■ Exercise: Pick out and copy every line of the records that contains the word "view". Treat uppercase and lowercase as different.

Entries from a set of point annotations
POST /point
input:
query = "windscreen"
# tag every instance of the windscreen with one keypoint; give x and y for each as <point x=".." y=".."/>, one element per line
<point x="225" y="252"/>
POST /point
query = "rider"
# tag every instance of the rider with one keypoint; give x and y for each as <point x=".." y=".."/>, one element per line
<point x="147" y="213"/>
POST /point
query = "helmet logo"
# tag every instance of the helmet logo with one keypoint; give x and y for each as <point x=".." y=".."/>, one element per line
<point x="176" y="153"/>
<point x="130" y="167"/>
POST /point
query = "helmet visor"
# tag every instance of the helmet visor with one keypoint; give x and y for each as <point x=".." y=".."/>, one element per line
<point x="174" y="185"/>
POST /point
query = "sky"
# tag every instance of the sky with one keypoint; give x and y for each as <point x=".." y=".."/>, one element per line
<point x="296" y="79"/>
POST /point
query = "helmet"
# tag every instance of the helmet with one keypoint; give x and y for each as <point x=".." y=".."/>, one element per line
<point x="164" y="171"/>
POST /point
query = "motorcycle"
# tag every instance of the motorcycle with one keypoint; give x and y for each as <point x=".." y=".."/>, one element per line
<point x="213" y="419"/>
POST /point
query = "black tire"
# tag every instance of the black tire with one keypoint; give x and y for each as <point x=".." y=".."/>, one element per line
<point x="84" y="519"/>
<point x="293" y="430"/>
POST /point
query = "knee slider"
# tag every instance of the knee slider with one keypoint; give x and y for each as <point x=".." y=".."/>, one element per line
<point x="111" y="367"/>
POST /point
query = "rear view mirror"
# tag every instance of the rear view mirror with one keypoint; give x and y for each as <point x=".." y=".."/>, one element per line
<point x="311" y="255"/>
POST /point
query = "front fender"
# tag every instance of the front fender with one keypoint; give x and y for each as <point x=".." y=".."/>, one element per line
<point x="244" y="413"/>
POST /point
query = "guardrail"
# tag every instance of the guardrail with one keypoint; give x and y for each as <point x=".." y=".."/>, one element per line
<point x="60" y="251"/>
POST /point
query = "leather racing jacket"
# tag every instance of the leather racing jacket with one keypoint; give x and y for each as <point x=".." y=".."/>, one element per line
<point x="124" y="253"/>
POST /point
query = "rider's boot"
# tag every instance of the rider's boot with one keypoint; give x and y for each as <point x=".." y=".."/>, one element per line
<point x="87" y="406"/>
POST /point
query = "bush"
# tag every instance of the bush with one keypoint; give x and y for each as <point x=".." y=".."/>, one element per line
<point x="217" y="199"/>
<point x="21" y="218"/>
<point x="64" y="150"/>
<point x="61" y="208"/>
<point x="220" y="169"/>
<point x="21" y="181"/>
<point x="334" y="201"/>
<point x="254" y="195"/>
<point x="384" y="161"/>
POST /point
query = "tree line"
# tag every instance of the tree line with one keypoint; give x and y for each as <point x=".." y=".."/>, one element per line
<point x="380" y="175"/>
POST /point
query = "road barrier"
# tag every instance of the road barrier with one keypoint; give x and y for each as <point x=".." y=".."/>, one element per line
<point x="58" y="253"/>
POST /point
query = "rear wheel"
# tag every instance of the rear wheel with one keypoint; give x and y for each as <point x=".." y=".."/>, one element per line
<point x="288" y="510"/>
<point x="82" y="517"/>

■ Reply:
query = "rear view mirror"
# tag every instance of the rear view mirror with one keypoint; give x and y for each as <point x=".." y=".."/>, one element per line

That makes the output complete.